**Written request:**
Copy out the items below, substituting "wall clock" for "framed portrait painting" and leaving everything else unchanged. Leave the pictures out of your copy.
[begin Exercise material]
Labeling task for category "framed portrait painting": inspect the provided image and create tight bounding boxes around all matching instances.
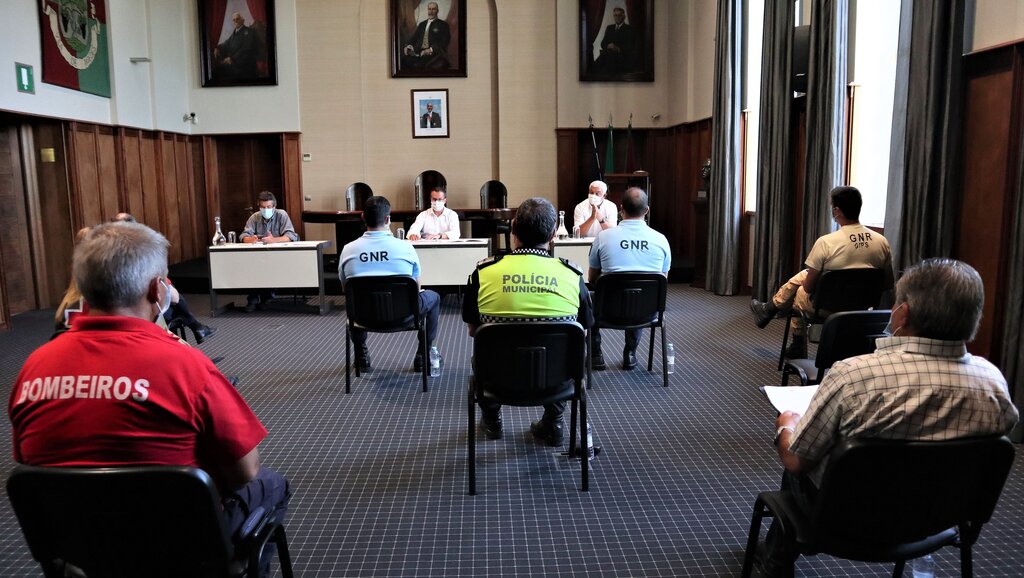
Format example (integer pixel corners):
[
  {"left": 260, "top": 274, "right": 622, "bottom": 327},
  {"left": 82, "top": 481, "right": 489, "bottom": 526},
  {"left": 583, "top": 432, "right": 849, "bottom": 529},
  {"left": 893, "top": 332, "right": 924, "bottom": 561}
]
[
  {"left": 391, "top": 0, "right": 466, "bottom": 78},
  {"left": 411, "top": 89, "right": 450, "bottom": 138},
  {"left": 197, "top": 0, "right": 278, "bottom": 86},
  {"left": 580, "top": 0, "right": 654, "bottom": 82}
]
[end Exercise material]
**Task result:**
Labeling task for category "wall clock": inspect the provided image and create tight bounding boxes around all matching instances.
Format example (integer pixel corners):
[
  {"left": 260, "top": 274, "right": 622, "bottom": 327},
  {"left": 82, "top": 481, "right": 489, "bottom": 526},
  {"left": 583, "top": 432, "right": 849, "bottom": 529},
  {"left": 893, "top": 332, "right": 924, "bottom": 561}
]
[
  {"left": 391, "top": 0, "right": 466, "bottom": 78},
  {"left": 411, "top": 89, "right": 450, "bottom": 138},
  {"left": 197, "top": 0, "right": 278, "bottom": 86},
  {"left": 580, "top": 0, "right": 654, "bottom": 82}
]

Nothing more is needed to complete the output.